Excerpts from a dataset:
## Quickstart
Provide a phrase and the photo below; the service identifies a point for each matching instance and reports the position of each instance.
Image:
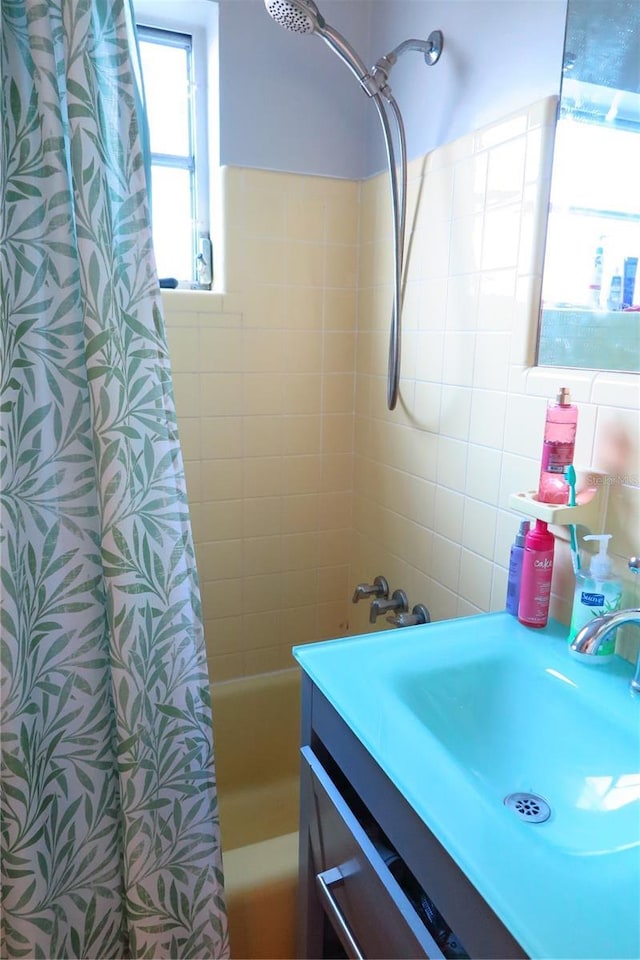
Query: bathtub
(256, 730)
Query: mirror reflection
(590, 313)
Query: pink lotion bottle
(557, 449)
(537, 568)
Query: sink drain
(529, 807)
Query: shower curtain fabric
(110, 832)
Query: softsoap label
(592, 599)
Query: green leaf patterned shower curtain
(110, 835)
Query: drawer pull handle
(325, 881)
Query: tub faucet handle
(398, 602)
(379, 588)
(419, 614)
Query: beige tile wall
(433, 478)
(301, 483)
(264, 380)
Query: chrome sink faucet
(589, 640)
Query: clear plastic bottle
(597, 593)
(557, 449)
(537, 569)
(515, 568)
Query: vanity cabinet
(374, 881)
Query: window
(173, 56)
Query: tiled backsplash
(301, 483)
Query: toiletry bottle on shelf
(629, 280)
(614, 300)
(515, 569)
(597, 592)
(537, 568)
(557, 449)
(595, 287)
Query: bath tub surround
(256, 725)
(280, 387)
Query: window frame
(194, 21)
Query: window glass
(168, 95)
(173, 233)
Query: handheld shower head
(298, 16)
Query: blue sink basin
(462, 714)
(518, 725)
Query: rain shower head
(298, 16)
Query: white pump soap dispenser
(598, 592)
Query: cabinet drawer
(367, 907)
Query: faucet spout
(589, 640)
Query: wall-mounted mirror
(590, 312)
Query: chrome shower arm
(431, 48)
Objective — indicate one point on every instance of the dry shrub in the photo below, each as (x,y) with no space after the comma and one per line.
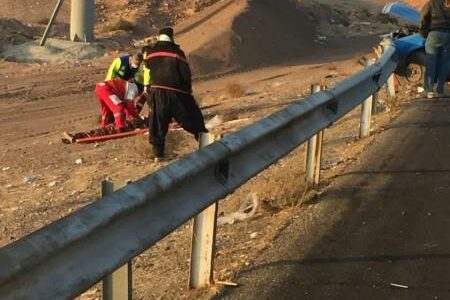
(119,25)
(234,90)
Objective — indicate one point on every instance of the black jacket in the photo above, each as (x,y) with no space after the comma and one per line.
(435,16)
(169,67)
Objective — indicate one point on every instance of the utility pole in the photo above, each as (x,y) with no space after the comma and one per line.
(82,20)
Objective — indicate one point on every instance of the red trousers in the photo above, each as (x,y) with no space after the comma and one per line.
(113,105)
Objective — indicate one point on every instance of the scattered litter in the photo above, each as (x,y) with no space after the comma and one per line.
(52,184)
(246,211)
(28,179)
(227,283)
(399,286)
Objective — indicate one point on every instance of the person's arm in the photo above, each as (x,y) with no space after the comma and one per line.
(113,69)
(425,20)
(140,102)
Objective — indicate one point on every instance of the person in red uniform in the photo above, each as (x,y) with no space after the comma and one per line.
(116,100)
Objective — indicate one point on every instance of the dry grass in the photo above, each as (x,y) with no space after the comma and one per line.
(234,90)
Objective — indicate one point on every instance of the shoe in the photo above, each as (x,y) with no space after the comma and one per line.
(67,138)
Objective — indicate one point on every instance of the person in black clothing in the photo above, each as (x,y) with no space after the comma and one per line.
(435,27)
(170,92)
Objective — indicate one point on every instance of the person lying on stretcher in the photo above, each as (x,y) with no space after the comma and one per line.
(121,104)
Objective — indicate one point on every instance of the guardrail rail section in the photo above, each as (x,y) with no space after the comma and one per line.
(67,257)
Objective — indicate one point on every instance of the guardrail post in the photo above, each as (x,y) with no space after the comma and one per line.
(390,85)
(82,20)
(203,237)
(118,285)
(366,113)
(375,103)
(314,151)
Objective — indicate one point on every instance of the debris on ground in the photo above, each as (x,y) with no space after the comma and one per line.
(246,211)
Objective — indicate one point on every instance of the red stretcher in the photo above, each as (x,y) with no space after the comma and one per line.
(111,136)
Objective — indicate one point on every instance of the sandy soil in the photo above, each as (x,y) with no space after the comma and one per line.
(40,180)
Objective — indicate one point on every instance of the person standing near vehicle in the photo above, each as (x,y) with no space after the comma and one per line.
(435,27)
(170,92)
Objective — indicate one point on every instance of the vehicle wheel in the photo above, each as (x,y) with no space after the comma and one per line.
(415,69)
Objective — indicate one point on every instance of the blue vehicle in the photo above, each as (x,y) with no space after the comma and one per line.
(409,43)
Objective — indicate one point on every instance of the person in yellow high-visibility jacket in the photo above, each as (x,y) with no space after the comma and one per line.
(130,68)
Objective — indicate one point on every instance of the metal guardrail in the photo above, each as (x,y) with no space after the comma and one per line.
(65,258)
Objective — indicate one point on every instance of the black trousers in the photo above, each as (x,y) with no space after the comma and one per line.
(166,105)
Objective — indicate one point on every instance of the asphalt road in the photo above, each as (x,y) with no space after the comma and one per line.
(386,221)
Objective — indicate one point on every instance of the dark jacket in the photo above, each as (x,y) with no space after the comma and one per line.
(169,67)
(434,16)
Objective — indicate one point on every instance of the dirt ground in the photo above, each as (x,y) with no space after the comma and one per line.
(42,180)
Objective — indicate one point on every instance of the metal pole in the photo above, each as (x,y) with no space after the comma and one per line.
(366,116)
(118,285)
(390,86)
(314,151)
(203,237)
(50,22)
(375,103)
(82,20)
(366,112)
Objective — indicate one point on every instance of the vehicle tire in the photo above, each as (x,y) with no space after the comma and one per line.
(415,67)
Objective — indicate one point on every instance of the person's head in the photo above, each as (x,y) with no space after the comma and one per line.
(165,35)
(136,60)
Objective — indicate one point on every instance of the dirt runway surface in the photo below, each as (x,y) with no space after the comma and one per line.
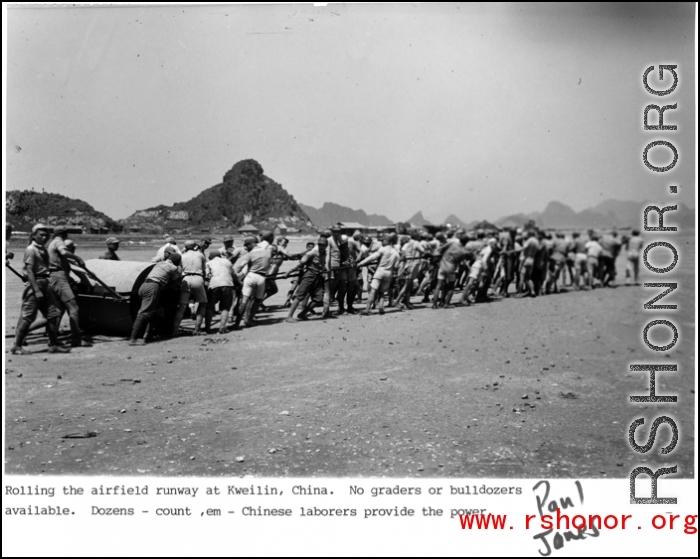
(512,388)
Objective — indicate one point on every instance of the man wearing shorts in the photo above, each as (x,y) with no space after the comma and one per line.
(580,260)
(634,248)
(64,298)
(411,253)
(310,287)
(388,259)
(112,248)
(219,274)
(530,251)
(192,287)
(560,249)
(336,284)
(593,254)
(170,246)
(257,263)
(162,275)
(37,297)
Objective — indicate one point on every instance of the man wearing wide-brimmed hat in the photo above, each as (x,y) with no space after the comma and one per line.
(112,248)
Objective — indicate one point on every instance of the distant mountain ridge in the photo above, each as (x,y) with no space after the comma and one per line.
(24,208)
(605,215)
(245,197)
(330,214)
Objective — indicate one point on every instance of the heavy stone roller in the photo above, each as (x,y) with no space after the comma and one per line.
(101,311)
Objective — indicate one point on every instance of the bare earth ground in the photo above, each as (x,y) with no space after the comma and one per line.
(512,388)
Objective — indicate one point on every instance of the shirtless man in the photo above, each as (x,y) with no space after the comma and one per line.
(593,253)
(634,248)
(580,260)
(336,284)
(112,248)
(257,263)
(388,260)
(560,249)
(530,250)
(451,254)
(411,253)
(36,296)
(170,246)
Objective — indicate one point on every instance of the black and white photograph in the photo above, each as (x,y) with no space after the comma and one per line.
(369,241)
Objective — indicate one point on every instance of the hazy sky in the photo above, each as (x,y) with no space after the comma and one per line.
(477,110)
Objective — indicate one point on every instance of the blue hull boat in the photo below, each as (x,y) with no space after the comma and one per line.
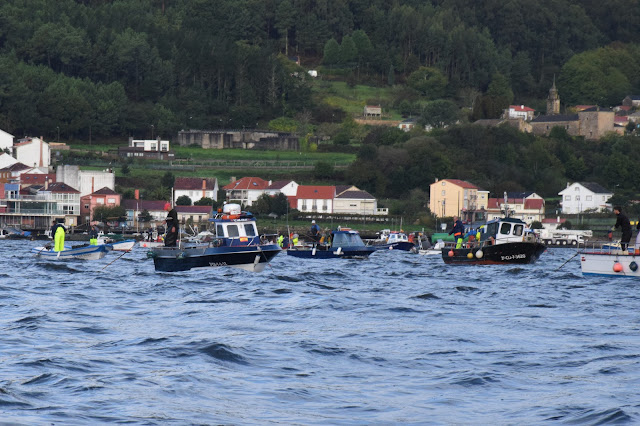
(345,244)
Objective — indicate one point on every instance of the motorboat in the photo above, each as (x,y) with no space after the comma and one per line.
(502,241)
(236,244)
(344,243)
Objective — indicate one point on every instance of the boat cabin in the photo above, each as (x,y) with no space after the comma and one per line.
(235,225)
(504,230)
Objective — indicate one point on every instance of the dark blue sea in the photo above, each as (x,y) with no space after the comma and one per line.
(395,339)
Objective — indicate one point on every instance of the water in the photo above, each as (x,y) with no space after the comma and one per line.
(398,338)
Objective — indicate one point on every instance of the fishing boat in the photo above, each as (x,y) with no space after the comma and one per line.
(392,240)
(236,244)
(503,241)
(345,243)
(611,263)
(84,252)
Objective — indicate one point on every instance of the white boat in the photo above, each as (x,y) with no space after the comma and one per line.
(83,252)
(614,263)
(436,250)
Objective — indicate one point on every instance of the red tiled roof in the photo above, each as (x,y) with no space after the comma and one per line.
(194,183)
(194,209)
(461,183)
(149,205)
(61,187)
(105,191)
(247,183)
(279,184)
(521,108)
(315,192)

§ **Work request**: Keep each line of the records exactly as it is while transcribing them, but leave the images behind.

§ **Final answer**:
## Quickstart
Provide a phrase and the photo below; the service identifies a point for each matching instance and reports the position of each instance.
Image:
Query: bathtub
(256, 730)
Query: mirror reflection
(590, 313)
Query: pink lotion bottle
(557, 449)
(537, 568)
Query: sink drain
(529, 807)
Query: shower curtain fabric
(110, 832)
Query: softsoap label
(592, 599)
Query: green leaf patterned shower curtain
(110, 835)
Query: drawer pull handle
(325, 881)
Query: tub faucet handle
(398, 602)
(379, 588)
(419, 614)
Query: beige tile wall
(433, 478)
(301, 483)
(264, 380)
Query: chrome sink faucet
(589, 640)
Query: clear plastic bottle
(597, 593)
(557, 449)
(537, 569)
(515, 568)
Query: vanity cabinet
(374, 881)
Query: window
(173, 56)
Query: tiled backsplash
(301, 483)
Query: toiletry bottle on shelf
(629, 280)
(614, 300)
(515, 569)
(597, 592)
(537, 568)
(557, 449)
(595, 287)
Query: bath tub surround
(256, 725)
(280, 387)
Query: window frame
(194, 21)
Query: window glass
(168, 95)
(173, 233)
Query: handheld shower head
(298, 16)
Query: blue sink basin
(462, 714)
(518, 725)
Query: rain shower head
(298, 16)
Query: white pump soap dispenser
(598, 592)
Query: cabinet drawer
(367, 907)
Query: faucet spout
(589, 640)
Query: wall-mounted mirror
(590, 312)
Query: chrome shower arm
(431, 48)
Objective — indicate one point on every instance of the dry shrub in the photo below, each as (x,y) with no space after the comma and one per line.
(119,25)
(234,90)
Objective — indicate one point on every instance of the black jacket in the photo above, each as (x,y) with no space after the comma and one per line.
(435,16)
(169,67)
Objective — indicate one point on every instance of the utility pole in the photo above, each as (x,y) with no space after the comma and one per line.
(82,20)
Objective — indicate one point on every instance of the red trousers in the photo above, each as (x,y) with no space after the comma and one per line.
(113,105)
Objective — indicate one point on every instance of the scattered litter in the photo above, each as (x,y) with no space after the comma and one per line.
(52,184)
(246,211)
(28,179)
(227,283)
(399,286)
Objective — indicate one point on every instance of the person's arm in the photo above, each as (x,y) with no space after the comma and one per line.
(113,69)
(425,20)
(140,102)
Objective — indicate one point on every instance of the person in red uniform in the photo above, each as (x,y) with no space after the comma and one per line.
(116,100)
Objective — indicate one point on every instance of the dry grass in the photo above, each as (x,y) with no space after the comma and one per line.
(234,90)
Objective — indicate one point on every instance of the shoe in the photo above, each as (x,y) with no space after the comma and one per line.
(67,138)
Objective — indicate one point on every instance of the person in black clothing in the photo above, each as (x,y) with no space after the comma and one per line.
(435,27)
(170,92)
Objective — indicate one point on every instance of the person lying on stretcher in the photo above, each as (x,y) with no space after the comma and one per line.
(121,104)
Objective — indicate one point on every instance of the guardrail rail section in the photo above, each as (x,y) with no space after the comma and one per line.
(67,257)
Objective — indicate one point on every instance of the guardrail post in the photo above, each as (x,y) with no space after the comma and one per line.
(390,85)
(82,20)
(203,237)
(118,285)
(366,113)
(375,103)
(314,151)
Objective — indicate one point on every instance of the debris on ground in the photo above, each as (x,y) with no space after the comma and one per line.
(246,211)
Objective — indicate one point on every instance of the red stretcher in the photo above, each as (x,y) with no space after the comma and one per line.
(111,136)
Objective — indicate one point on every instance of the sandy soil in the photo above, each as (x,y) with no space after the comma and one per line.
(40,180)
Objective — indicate one point on every instance of the person standing near vehicle in the photo above, each as (x,y) with no space after the comma and one per line.
(435,27)
(170,92)
Objective — indicate one point on every instance of the vehicle wheel in the photo above, each as (x,y) with no space after the comma and one per line.
(415,69)
Objective — indicate one point on every instance of the blue vehicle in the photo above, each as (x,y) with no space after the comma and one per line.
(409,43)
Objective — indicate one point on every instance of the person in yellow high-visibility jacket in the photo above, each as (x,y) with no space after the comma and one per line.
(130,68)
Objective — indicate one point on every instance of the metal guardrail in the photo above, each as (x,y) with no space after the comma and one per line.
(65,258)
Objective — indicate one point on every instance of the black trousers in the photo above, each as (x,y) with no space after the comma and one per line.
(166,105)
Objective — indicate one point on every instance of the asphalt road in the photo above, each as (x,y) with no space after the comma and one per line.
(386,221)
Objective — indicate one point on every instance of the dark jacket in the photo above, each as (x,y) with no space after the comma and one per line.
(169,67)
(434,16)
Objective — indicate one point on every instance of the dirt ground in the photo above, each as (x,y) with no space after the comma and one per line.
(42,180)
Objective — indicate one point on every instance of the metal pole in the photo above, each as (x,y) with no space after the comma and one per line.
(366,116)
(118,285)
(390,86)
(314,151)
(203,237)
(50,22)
(375,103)
(82,20)
(366,112)
Objective — indicate one point on every instance of the vehicle tire in the photo above, each as (x,y) with no space after the comma and one per line.
(415,67)
Objective — indicate one point on every instance of the person's head in the photo above, each as (x,y) with no space after the comma and one per line.
(165,35)
(136,60)
Objective — indicate one point on every instance of the dirt runway surface in the photo below, each as (x,y) with no space after the comma and one per line.
(512,388)
Objective — indicate one point on every instance of the man wearing shorts in the photo above, each as (x,y) with no space after the comma and one per line.
(580,260)
(634,248)
(64,298)
(411,253)
(310,287)
(388,259)
(112,248)
(219,274)
(530,251)
(192,287)
(560,249)
(336,284)
(593,254)
(170,246)
(257,263)
(162,275)
(37,297)
Objective — indicate one point on every instance of the man wearing wide-brimmed hat in the photo above, each as (x,y) with no space after the comma and one per line.
(112,248)
Objective — indicate one point on every instance of the distant mountain ridge in the photo above, each as (x,y) with no space after the comma and one per line.
(24,208)
(605,215)
(245,197)
(330,214)
Objective — indicate one point on every instance of the heavy stone roller in the photo above, each as (x,y) with no space after the comma and one per line.
(101,311)
Objective — indicate one point on every instance of the bare earth ground in the photo above, each as (x,y) with no space after the comma and one per line.
(512,388)
Objective — indicate one point on every instance of the shirtless man in the photo above, each as (x,y) with no space after the comma and one per line.
(593,253)
(634,248)
(580,260)
(336,284)
(112,248)
(257,263)
(388,260)
(560,249)
(530,250)
(451,254)
(411,253)
(36,296)
(170,246)
Objective — indicate one point on every instance of the black and white photograph in the photo above, each as (x,y) with no space after the comma and one per line.
(369,241)
Objective — indicate one point on every instance of the hazy sky in the photo above, each as (x,y) with no space after the comma and one per line.
(477,110)
Objective — indicate one point on every instance of the blue hull boat in the photo below, each as (x,y) with no space after the comma and one per line.
(345,244)
Objective — indicate one point on every instance of the motorboat in the photo above, each as (x,y) with no space after the comma and one per line.
(502,241)
(236,244)
(344,243)
Objective — indicate one point on every instance of the boat cabin in the photo above, each as (x,y) with no space after the comma and one per line.
(235,225)
(504,230)
Objective — indicate one point on every instance of the dark blue sea in the photo above, each as (x,y) with no space after the comma and one per line.
(395,339)
Objective — indicate one point on every instance of the water in the photo above, each as (x,y) with no space after the comma and one per line.
(398,338)
Objective — indicate one point on every instance of the fishing boat in the photo above, each as (x,y) with no space after the comma and one per line.
(392,240)
(236,244)
(503,241)
(345,243)
(611,263)
(84,252)
Objective — indicate one point on every instance of the white boat in the photo above, each as (x,y) with no space after the comma and one per line.
(83,252)
(614,263)
(436,250)
Objective — indicate one point on every instance of the red tiled roof in the photo above, each as (x,y) with no space after the comma and one per line.
(194,183)
(194,209)
(461,183)
(149,205)
(61,187)
(105,191)
(247,183)
(279,184)
(521,108)
(315,192)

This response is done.